Data excerpts:
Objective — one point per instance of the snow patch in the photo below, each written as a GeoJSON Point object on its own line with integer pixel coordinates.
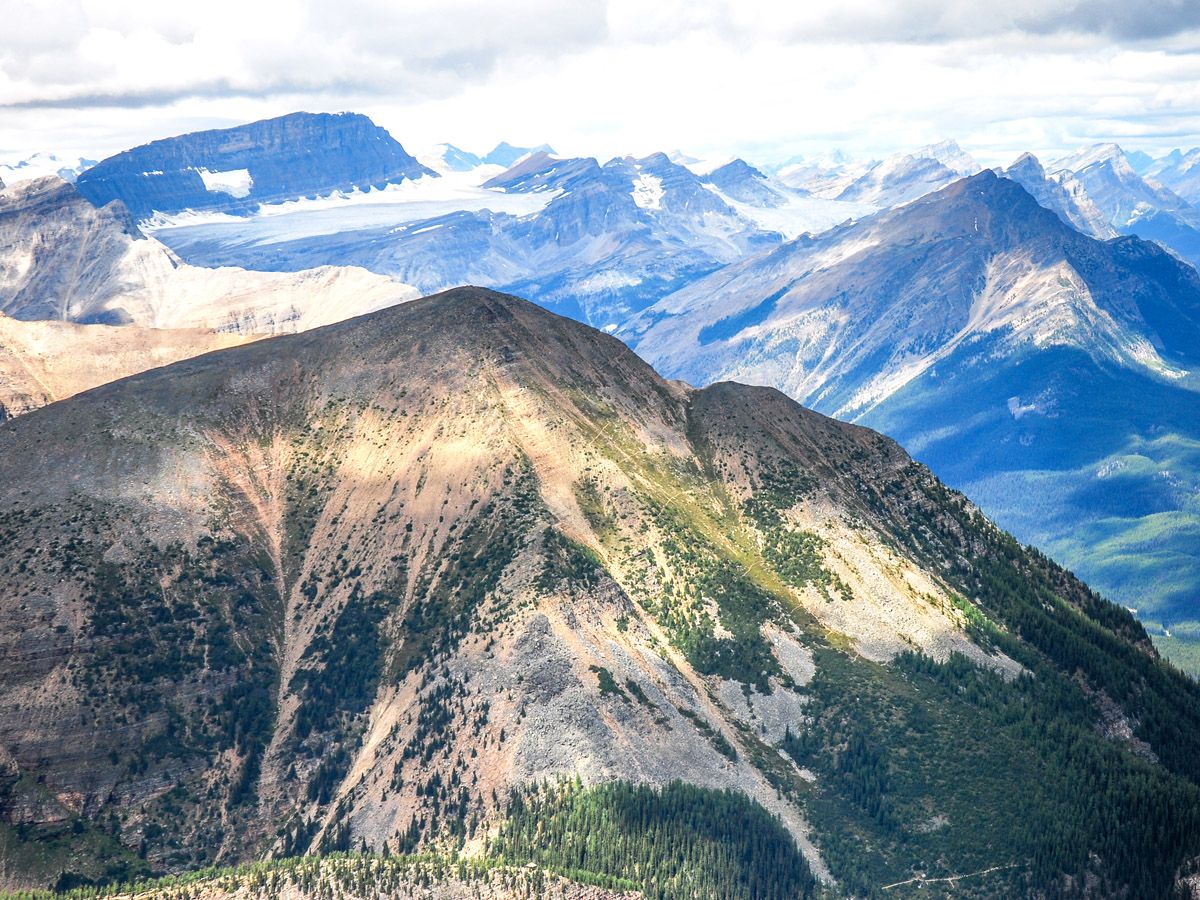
{"type": "Point", "coordinates": [235, 183]}
{"type": "Point", "coordinates": [648, 191]}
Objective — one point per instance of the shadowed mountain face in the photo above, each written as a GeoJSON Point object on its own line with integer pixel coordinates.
{"type": "Point", "coordinates": [237, 169]}
{"type": "Point", "coordinates": [1018, 358]}
{"type": "Point", "coordinates": [351, 587]}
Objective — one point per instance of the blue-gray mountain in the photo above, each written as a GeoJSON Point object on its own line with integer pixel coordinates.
{"type": "Point", "coordinates": [238, 169]}
{"type": "Point", "coordinates": [1048, 373]}
{"type": "Point", "coordinates": [1132, 203]}
{"type": "Point", "coordinates": [611, 239]}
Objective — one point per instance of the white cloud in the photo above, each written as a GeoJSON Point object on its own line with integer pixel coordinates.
{"type": "Point", "coordinates": [766, 79]}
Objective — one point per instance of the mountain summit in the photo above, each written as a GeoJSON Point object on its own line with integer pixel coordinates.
{"type": "Point", "coordinates": [237, 169]}
{"type": "Point", "coordinates": [367, 587]}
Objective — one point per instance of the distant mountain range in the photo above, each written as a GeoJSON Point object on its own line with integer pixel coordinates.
{"type": "Point", "coordinates": [702, 267]}
{"type": "Point", "coordinates": [238, 169]}
{"type": "Point", "coordinates": [61, 258]}
{"type": "Point", "coordinates": [40, 166]}
{"type": "Point", "coordinates": [462, 595]}
{"type": "Point", "coordinates": [1048, 373]}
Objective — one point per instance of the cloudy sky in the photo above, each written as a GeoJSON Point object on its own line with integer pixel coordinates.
{"type": "Point", "coordinates": [603, 77]}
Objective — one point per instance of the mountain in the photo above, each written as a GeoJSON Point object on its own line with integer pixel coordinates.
{"type": "Point", "coordinates": [63, 258]}
{"type": "Point", "coordinates": [507, 155]}
{"type": "Point", "coordinates": [40, 166]}
{"type": "Point", "coordinates": [449, 157]}
{"type": "Point", "coordinates": [1049, 375]}
{"type": "Point", "coordinates": [739, 180]}
{"type": "Point", "coordinates": [1179, 172]}
{"type": "Point", "coordinates": [467, 579]}
{"type": "Point", "coordinates": [1062, 195]}
{"type": "Point", "coordinates": [1133, 204]}
{"type": "Point", "coordinates": [599, 241]}
{"type": "Point", "coordinates": [46, 361]}
{"type": "Point", "coordinates": [888, 183]}
{"type": "Point", "coordinates": [237, 169]}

Problem requirements: Render all of the records above as a numbered list with one line per item, skipping blank lines and omitting the pictures.

Output for this task:
1. Objective — one point per instance of the snow patch in the photo below, each written as a GeoJSON Point object on its own line with integer pixel coordinates.
2. {"type": "Point", "coordinates": [235, 183]}
3. {"type": "Point", "coordinates": [648, 191]}
4. Objective — one point per instance of the shadowed mountain face in the photo above, each written as a GeoJSON Point object on its own line with integer pixel coordinates.
5. {"type": "Point", "coordinates": [237, 169]}
6. {"type": "Point", "coordinates": [1018, 358]}
7. {"type": "Point", "coordinates": [351, 587]}
8. Objective — one point per instance of the blue-gray mountain in the photo above, each written as a GeoJSON Point object on its own line with integer pixel coordinates.
9. {"type": "Point", "coordinates": [238, 169]}
10. {"type": "Point", "coordinates": [1048, 373]}
11. {"type": "Point", "coordinates": [1132, 203]}
12. {"type": "Point", "coordinates": [611, 239]}
13. Objective — one point per instance of the white cloud in the photo above, each written as a GeoJSON Point object on its own line with integer pixel coordinates.
14. {"type": "Point", "coordinates": [766, 79]}
15. Objective — one point per instance of the mountain summit in the photo above, each written as a GeoJSON Point object on its own line with integer pixel coordinates.
16. {"type": "Point", "coordinates": [237, 169]}
17. {"type": "Point", "coordinates": [367, 587]}
18. Objective — one point per instance of the distant mountain range in the photo above, each written as a GeoJSON Point object on its own line with integer pixel coordinates.
19. {"type": "Point", "coordinates": [702, 267]}
20. {"type": "Point", "coordinates": [238, 169]}
21. {"type": "Point", "coordinates": [61, 258]}
22. {"type": "Point", "coordinates": [40, 166]}
23. {"type": "Point", "coordinates": [462, 595]}
24. {"type": "Point", "coordinates": [1048, 373]}
25. Objective — one point per instance of the cloudy sky in the photo above, each written as a GeoJSON Point object on its own line with integer pixel coordinates.
26. {"type": "Point", "coordinates": [603, 77]}
27. Objective — one point per instance of the mountain in the photo above, each written as a GeoJSON Point object on its own line with integer pixel coordinates.
28. {"type": "Point", "coordinates": [63, 258]}
29. {"type": "Point", "coordinates": [507, 155]}
30. {"type": "Point", "coordinates": [40, 166]}
31. {"type": "Point", "coordinates": [449, 157]}
32. {"type": "Point", "coordinates": [1049, 375]}
33. {"type": "Point", "coordinates": [739, 180]}
34. {"type": "Point", "coordinates": [1179, 172]}
35. {"type": "Point", "coordinates": [467, 579]}
36. {"type": "Point", "coordinates": [1062, 195]}
37. {"type": "Point", "coordinates": [1133, 204]}
38. {"type": "Point", "coordinates": [599, 241]}
39. {"type": "Point", "coordinates": [46, 361]}
40. {"type": "Point", "coordinates": [888, 183]}
41. {"type": "Point", "coordinates": [237, 169]}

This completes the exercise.